begin Text block

SYCL: reduce allocation overhead during flash attention by sanmai · Pull Request #22732 · ggml-org/llama.cpp

sanmai · 2026-05-05T22:52:38Z

Overview

I found that flash attention allocated quite a few K/V buffers with little reuse, which remained in the legacy pool until teardown. And it sounds like a better strategy is to allocate the FA buffers outside the common pool and grow them on demand. So that at most, FA uses the largest buffers it needs.

Arguably, there are more optimal strategies: we still leave the buffers occupied. That said, there aren't evictions in the legacy pool, so at very least we are in a better spot.

To reduce the number of allocations, buffers grow in chunks of 16 MiB
The requests grow like this: 0.5, 1.0, 1.5, 2.0, 2.5... but that could be model-dependent
FA completes before ggml_sycl_fattn_alloc::alloc is called again so no queue sync should be needed but I added one anyway just to be extra safe

Additional information

Memory benchmarks with B60 and Qwen3.6-35B-A3B UD-Q4_K_M, q4_0:

Baseline (without buffers)

Smaller prompt:

~ggml_sycl_pool_leg: 9 buffers, cached = 181.67 MiB
~ggml_sycl_pool_leg: slots MiB: 0.01/0.00/0.00/1.05/4.20/67.20/50.40/8.40/50.40

Larger prompt:

~ggml_sycl_pool_leg: 23 buffers, cached = 1170.24 MiB
~ggml_sycl_pool_leg: slots MiB: 0.01/0.00/0.00/1.05/4.20/50.40/85.05/8.40/50.40/53.02/56.17/59.32/62.47/65.62/67.20/69.30/70.88/72.97/74.55/76.65/78.75/80.85/82.95

With buffers

Smaller prompt:

ggml_sycl_fattn_kv_buffer[0]: 16.00 MiB
ggml_sycl_fattn_kv_buffer[0]: 16.00 MiB
~ggml_sycl_pool_leg: 7 buffers, cached = 80.87 MiB
~ggml_sycl_pool_leg: slots MiB: 0.01/0.00/0.00/1.05/4.20/67.20/8.40

68.80 MiB savings compared to the baseline.

Larger prompt:

ggml_sycl_fattn_kv_buffer[0]: 96.00 MiB
ggml_sycl_fattn_kv_buffer[0]: 96.00 MiB
~ggml_sycl_pool_leg: 7 buffers, cached = 80.87 MiB
~ggml_sycl_pool_leg: slots MiB: 0.01/0.00/0.00/1.05/4.20/67.20/8.40

that's 272.87 total for the pool plus the two FA buffers, or 897.37 MiB savings compare to the baseline. In a memory constrained environment it could be a deal breaker.

It spills into the common memory breakdown just as one expects.

 | memory breakdown [MiB]                        | total   free     self   model   context   compute    unaccounted |
-|   - SYCL0 (Intel(R) Arc(TM) Pro B60 Graphics) | 23256 =  854 + (20003 = 18727 +     782 +     493) +        2398 |
+|   - SYCL0 (Intel(R) Arc(TM) Pro B60 Graphics) | 23256 = 1129 + (20643 = 18727 +    1422 +     493) +        1483 |
 |   - Host                                      |                  2786 =  2522 +       0 +     264                |

Discussion

From what I can tell, other backends, such as CUDA, do not have this problem. Specifically, CUDA uses a VMM pool. I briefly considered adding ggml_sycl_pool_vmm as suggested by one of the TODOs in the code, but quickly stumbled into allocation granularity issues.

end Text block

Written tasks
A) According to the pull request, in what size chunks do the flash attention buffers grow?
B) Reproduce part of the pull request word for word, beginning at "68.80 MiB savings" and stopping after "as one expects.".

begin Data provided

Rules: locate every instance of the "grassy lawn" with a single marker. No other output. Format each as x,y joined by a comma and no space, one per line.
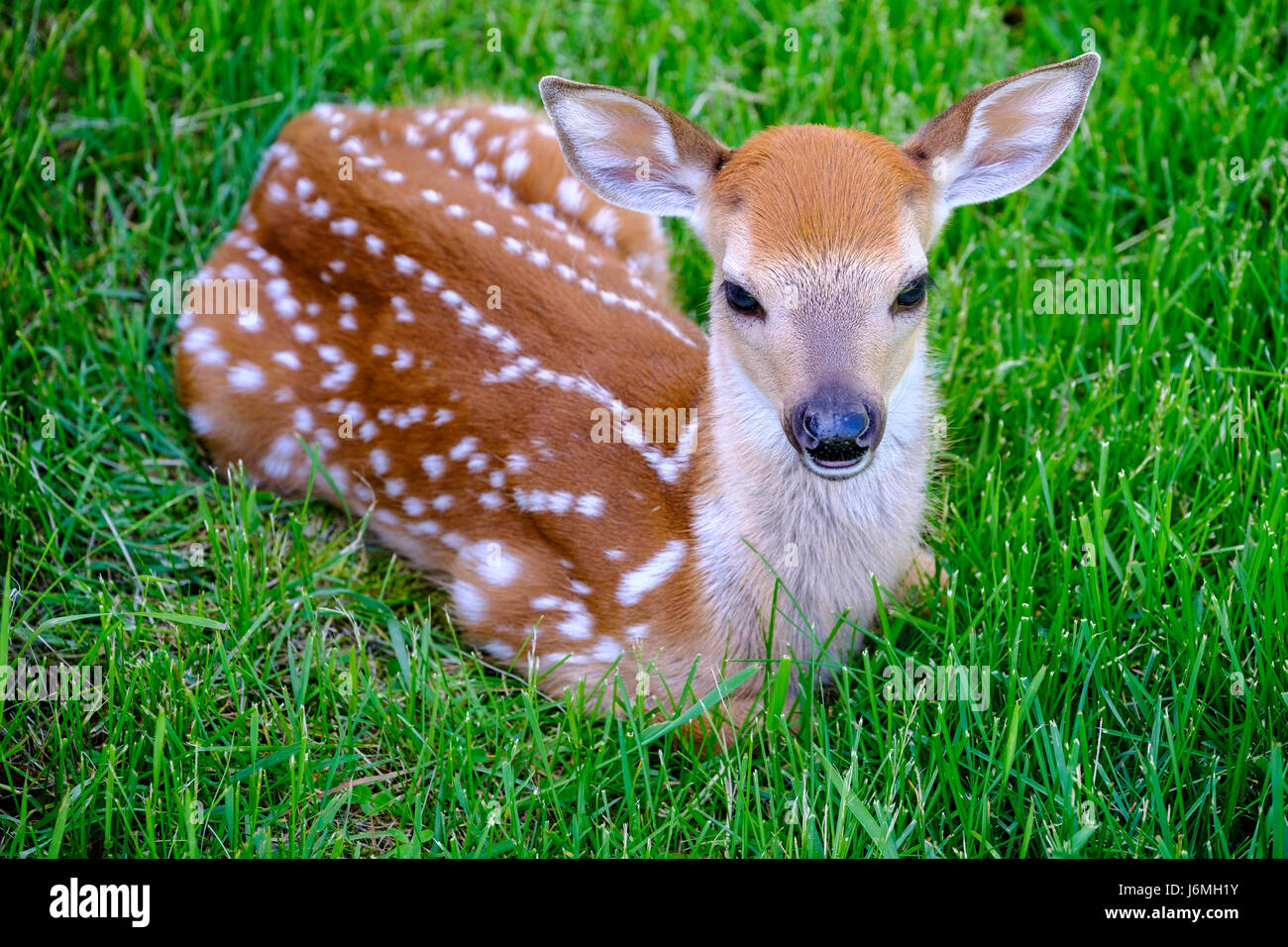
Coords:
1113,504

end Data provided

Solutions to the tasks
A) 16 MiB

B)
68.80 MiB savings compared to the baseline.

Larger prompt:

ggml_sycl_fattn_kv_buffer[0]: 96.00 MiB
ggml_sycl_fattn_kv_buffer[0]: 96.00 MiB
~ggml_sycl_pool_leg: 7 buffers, cached = 80.87 MiB
~ggml_sycl_pool_leg: slots MiB: 0.01/0.00/0.00/1.05/4.20/67.20/8.40

that's 272.87 total for the pool plus the two FA buffers, or 897.37 MiB savings compare to the baseline. In a memory constrained environment it could be a deal breaker.

It spills into the common memory breakdown just as one expects.